▶ [SOURCE MATERIAL]

^^^^^^^^^^^^^^^^

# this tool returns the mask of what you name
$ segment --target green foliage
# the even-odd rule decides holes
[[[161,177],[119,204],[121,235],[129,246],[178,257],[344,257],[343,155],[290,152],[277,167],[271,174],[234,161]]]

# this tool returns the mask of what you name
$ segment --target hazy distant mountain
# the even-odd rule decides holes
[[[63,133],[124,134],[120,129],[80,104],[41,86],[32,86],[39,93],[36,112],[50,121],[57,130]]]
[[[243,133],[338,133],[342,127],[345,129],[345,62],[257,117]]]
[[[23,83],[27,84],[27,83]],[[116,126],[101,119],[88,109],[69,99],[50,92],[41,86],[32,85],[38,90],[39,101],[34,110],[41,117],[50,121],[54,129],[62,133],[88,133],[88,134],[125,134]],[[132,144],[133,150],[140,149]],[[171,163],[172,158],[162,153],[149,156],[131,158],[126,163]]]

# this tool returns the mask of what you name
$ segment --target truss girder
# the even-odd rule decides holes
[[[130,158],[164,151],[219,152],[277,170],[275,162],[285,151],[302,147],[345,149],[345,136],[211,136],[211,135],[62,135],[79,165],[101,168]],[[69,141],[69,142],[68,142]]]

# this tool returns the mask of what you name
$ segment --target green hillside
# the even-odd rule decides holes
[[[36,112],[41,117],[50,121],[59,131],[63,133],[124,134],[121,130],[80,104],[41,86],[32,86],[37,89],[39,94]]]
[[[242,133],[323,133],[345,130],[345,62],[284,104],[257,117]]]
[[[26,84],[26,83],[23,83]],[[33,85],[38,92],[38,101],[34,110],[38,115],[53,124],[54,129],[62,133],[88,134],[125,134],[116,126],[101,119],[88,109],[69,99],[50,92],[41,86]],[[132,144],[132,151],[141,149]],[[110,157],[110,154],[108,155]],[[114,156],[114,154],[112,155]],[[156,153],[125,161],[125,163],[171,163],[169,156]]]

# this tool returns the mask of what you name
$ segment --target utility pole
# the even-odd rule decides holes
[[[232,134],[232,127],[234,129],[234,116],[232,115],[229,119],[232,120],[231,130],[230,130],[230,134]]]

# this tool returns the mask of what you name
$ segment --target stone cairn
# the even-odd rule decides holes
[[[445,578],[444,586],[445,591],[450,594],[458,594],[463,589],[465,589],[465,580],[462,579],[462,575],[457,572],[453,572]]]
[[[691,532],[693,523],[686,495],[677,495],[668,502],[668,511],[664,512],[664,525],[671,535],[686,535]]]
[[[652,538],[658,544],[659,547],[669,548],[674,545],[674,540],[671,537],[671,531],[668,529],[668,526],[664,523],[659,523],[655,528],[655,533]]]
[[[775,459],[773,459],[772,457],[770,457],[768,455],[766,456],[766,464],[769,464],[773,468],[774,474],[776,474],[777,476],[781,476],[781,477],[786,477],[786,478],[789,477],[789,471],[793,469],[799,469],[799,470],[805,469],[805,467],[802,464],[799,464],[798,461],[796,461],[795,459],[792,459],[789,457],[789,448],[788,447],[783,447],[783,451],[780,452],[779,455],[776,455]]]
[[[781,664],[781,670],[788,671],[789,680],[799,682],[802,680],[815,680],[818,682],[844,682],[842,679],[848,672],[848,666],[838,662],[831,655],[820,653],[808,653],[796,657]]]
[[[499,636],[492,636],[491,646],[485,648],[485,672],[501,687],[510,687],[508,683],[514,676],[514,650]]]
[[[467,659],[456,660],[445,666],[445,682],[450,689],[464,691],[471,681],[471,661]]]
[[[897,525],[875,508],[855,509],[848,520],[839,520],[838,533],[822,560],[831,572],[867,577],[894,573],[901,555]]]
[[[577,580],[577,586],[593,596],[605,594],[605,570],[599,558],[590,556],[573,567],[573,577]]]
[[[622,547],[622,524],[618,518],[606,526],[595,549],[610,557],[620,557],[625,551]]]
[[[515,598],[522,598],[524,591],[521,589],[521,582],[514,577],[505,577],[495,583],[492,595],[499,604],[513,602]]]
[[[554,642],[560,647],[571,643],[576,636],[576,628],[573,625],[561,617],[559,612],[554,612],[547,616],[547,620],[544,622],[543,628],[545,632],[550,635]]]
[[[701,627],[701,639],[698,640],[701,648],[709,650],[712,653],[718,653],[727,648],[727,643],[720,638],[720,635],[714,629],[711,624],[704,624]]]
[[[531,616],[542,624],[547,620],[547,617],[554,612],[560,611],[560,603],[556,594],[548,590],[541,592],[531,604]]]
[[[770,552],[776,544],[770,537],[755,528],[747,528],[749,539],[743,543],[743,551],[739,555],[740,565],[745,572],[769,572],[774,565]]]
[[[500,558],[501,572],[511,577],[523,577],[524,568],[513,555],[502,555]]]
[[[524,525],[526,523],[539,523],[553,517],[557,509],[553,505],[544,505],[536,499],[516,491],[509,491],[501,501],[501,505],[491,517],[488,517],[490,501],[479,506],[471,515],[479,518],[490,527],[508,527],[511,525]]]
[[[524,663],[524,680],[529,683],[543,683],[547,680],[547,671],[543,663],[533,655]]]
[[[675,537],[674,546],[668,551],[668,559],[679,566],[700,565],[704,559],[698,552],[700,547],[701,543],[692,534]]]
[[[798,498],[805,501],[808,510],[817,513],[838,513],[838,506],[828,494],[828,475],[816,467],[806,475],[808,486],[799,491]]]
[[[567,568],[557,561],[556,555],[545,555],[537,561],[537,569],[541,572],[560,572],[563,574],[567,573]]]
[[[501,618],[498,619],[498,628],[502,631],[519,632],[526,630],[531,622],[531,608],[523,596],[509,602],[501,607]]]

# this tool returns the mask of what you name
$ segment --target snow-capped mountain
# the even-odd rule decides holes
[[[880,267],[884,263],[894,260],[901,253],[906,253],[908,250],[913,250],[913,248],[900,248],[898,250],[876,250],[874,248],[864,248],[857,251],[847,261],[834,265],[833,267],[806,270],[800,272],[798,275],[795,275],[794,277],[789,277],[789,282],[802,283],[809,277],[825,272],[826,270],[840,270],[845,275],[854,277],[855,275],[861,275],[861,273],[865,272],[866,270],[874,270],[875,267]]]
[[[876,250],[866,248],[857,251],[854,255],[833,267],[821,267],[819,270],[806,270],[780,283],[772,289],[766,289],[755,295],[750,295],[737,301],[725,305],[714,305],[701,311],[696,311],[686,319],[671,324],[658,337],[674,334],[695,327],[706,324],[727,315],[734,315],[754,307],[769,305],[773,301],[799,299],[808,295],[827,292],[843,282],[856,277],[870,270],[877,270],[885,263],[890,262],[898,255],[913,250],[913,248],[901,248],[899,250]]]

^^^^^^^^^^^^^^^^

List every line of the listing above that contains the string "target", copying each one in full.

$ segment --target green foliage
$ segment --target hazy distant mountain
$ segment --target truss girder
$ segment --target green hillside
$ segment --target utility pole
$ segment --target stone cairn
$ segment --target snow-capped mountain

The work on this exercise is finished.